**Aufgabenübersicht:**
- A) Wie nennt Bredenkamp im Textauszug über Muskeltraining den Effekt, dass der Körper nach ermüdender Belastung in der Erholungsphase mehr Muskeln aufbaut?
- B) Entscheiden Sie für jede Aussage mit Ja oder Nein, ob sie dem Textauszug über Muskeltraining entspricht, und belegen Sie Ihre Entscheidung jeweils mit einem wörtlichen Zitat: (i) Auto und Waschmaschine hielten in der Wirtschaftswunderzeit Einzug in deutsche Haushalte. (ii) Gartenarbeit und der Spaziergang am Abend stoppen die beschriebene Entwicklung. (iii) Das Training selbst ist laut Bredenkamp bereits die Verbesserung.
- C) Führen Sie den Textauszug über Muskeltraining im Anschluss an seinen letzten Satz fort.

**Textauszug:**
--- --- ---
Ohnehin ist es um die Fitness der Menschen nicht gut bestellt. Das führt Bredenkamp darauf zurück, dass sich Muskelarbeit aus dem modernen Alltag der Menschen verabschiedet hat. Zuerst mit der Wirtschaftswunderzeit, als Auto und Waschmaschine in deutschen Haushalten Einzug hielten. Später kamen PC und Internet dazu. Statt Abenteuer auf dem Sport- oder Spielplatz, geht der Mensch des 21. Jahrhunderts schon in jungen Jahren mit dem Joystick auf die Jagd.
Kommt mit dem Alter der Verschleiß und sinkt die Muskelkraft, entwickelt sich eine Spirale von Kraft- und Bewegungslosigkeit mit fatalen Folgen: „Es kommt zu einer Kraftlosigkeit, aus der viel Krankheit erwächst“, diagnostiziert Bredenkamp. Die Muskulatur zu pflegen ist für den Sportwissenschaftler deshalb wichtiger als kämmen oder Zähne putzen: „Denn dritte Muskeln gibt es nicht.“
Gartenarbeit, der Spaziergang am Abend– das alles stoppt diese Entwicklung nicht. Training – auch für den 70- oder 80-Jährigen – ist deshalb für den Fitness-Guru die Antwort: „Damit man mit 90 den Spaziergang am Abend immer noch machen kann.“
Wie man sein Training optimiert, dafür gab er einige Tipps. Dabei nutzt Bredenkamp in seinen Prinzipien den Automatismus des Körpers zur Superkompensation. „Das ist wie mit der Hornhaut: Um Hornhaut zu bekommen, müssen sie zunächst Haut abrubbeln. Der Körper ersetzt die verlorene Hautschicht und packt zur Sicherheit noch eine Schicht obendrauf“, benutzt der Sportwissenschaftler ein einfaches Bild, um das Grundprinzip zu erläutern. Ähnlich funktioniere das beim Muskel. Bei einer ermüdenden Belastung baue der Körper in der Erholungsphase mehr Muskeln wieder auf. „Mehrausgleich“ nennt Bredenkamp den Effekt. Gift ist es allerdings, gönnt man dem Körper anschließend nicht die nötige Ruhepause. „Das Training ist nur der Auslöser für die Verbesserung“, erklärt er. Wer zu viel trainiert, riskiert am Ende den Verschleiß. „Das Verhältnis von Anstrengung und Erholung muss stimmen“, so Bredenkamp.
--- --- ---
**Zeigedaten zu referenzierenden Ausdrücken:**
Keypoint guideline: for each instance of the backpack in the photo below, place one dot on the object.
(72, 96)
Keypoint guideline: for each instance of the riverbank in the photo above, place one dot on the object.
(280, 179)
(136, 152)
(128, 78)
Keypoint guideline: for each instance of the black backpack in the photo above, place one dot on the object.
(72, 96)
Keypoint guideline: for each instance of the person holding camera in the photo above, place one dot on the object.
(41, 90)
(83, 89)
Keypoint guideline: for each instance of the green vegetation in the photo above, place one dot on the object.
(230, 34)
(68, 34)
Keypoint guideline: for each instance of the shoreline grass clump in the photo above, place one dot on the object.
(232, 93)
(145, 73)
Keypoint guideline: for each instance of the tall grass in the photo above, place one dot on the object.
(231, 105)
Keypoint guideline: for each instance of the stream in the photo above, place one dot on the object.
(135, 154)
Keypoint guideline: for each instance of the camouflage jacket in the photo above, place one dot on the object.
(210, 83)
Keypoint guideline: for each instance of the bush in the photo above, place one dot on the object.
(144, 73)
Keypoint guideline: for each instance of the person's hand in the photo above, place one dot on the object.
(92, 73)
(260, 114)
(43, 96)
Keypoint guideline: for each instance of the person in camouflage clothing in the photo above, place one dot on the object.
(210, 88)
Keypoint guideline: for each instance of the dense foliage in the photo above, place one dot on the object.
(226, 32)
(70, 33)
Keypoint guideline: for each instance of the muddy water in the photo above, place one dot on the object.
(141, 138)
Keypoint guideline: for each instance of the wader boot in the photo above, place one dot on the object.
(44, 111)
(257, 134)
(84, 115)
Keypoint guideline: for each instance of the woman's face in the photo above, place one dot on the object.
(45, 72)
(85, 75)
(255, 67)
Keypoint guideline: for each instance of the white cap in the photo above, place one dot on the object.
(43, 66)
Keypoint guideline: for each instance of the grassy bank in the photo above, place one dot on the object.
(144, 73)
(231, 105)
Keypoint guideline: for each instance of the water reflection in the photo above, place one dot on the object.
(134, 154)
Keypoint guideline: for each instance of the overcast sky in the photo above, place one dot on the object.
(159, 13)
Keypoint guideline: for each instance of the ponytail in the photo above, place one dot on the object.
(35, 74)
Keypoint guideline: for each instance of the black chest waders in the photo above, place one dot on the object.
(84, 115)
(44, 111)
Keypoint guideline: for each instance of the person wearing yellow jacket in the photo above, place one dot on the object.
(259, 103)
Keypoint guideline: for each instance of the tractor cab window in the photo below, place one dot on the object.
--- --- ---
**Lösungen:**
- A) Er nennt ihn „Mehrausgleich“.

- B)
(i) Ja: „Zuerst mit der Wirtschaftswunderzeit, als Auto und Waschmaschine in deutschen Haushalten Einzug hielten.“
(ii) Nein: „Gartenarbeit, der Spaziergang am Abend– das alles stoppt diese Entwicklung nicht.“
(iii) Nein: „Das Training ist nur der Auslöser für die Verbesserung“

- C)
Sport treiben ist das eine, eine ausgewogene Ernährung das andere. Dabei räumt der Buchautor mit einem Irrtum auf: „Nicht die Ernährung ist Ursache für Übergewicht. Für das, was wir essen, bewegen wir uns schlicht zu wenig.“ Das Nichtstun mit weniger Essen auszugleichen, funktioniere aber nicht. Crash-Diäten hätten zwar kurzfristig Erfolg, doch mit Programmen wie „Zehn Pfund in zehn Tagen“ verliere der Körper nur wenig Fett, dafür aber viel Wasser. Und Wasserverlust sei gleichbedeutend mit Muskelverlust. Zudem fährt der Körper den Stoffwechsel herunter – und dies bis zu drei Monate. Fängt der Diät-Haltende dann wieder an, normal zu essen, sind die zehn Pfund schnell wieder drauf – plus ein, zwei Extra-Pfunde. Denn auch hier wirkt das Prinzip der Superkompensation. Ebenso bei der Stressbewältigung spielt Training für den Bestseller-Autor eine große Rolle.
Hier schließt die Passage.